EXERCISE PROMPT: Every line that contains the word "detect" should be copied from the records below.

(Spatial localization data)
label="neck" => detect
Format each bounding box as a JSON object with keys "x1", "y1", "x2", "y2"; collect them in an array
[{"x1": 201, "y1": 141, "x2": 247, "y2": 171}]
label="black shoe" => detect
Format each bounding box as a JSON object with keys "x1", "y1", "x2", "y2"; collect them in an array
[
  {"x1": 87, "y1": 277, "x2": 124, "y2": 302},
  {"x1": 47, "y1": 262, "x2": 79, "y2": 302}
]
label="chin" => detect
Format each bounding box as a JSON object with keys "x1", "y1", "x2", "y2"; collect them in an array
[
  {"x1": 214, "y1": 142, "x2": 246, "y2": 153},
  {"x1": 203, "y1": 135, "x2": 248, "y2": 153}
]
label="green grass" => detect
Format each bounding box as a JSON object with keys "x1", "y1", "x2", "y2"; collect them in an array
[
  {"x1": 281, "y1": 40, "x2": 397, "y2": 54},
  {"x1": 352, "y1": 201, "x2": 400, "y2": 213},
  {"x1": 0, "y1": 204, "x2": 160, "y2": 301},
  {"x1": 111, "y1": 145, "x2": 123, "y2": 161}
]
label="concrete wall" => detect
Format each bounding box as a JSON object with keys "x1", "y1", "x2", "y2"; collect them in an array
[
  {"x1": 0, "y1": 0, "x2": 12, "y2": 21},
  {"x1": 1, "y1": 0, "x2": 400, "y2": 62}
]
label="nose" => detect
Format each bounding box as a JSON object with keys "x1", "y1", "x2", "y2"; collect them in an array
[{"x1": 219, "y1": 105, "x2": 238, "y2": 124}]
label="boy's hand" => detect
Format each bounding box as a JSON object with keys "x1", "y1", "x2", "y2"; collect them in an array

WRITTEN SOLUTION:
label="neck" => detect
label="black shoe" => detect
label="chin" => detect
label="green grass" => detect
label="concrete wall" => detect
label="nose" => detect
label="boy's hand" => detect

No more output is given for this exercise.